## Task goal:
Reproduce the rows below unchanged except that every "Target" is renamed "Object", and leave the pictures out of your answer.

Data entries
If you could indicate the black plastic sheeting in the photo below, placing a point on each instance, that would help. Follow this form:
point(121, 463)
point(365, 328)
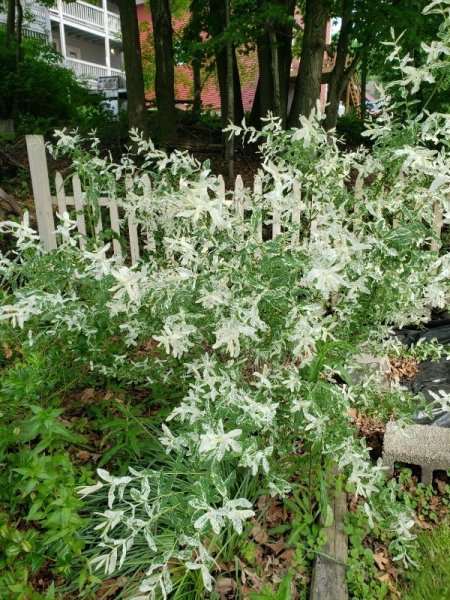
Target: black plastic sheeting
point(432, 376)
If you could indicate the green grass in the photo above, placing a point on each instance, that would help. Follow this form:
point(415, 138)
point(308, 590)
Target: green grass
point(431, 579)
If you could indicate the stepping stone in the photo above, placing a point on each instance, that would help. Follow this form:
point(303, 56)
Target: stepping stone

## The reply:
If you could indicate the black plastic sheeting in the photo below, placing a point on each instance, that would help. Follow this form:
point(121, 463)
point(365, 328)
Object: black plastic sheeting
point(432, 376)
If you could indicate the green grass in the photo above, placing a point on each instance, that would help. Follow this form:
point(415, 138)
point(308, 590)
Object: green grass
point(431, 579)
If you could indicate the stepping stone in the photo above, placing a point on each instance, that would help. Follow this form:
point(303, 56)
Object: stepping stone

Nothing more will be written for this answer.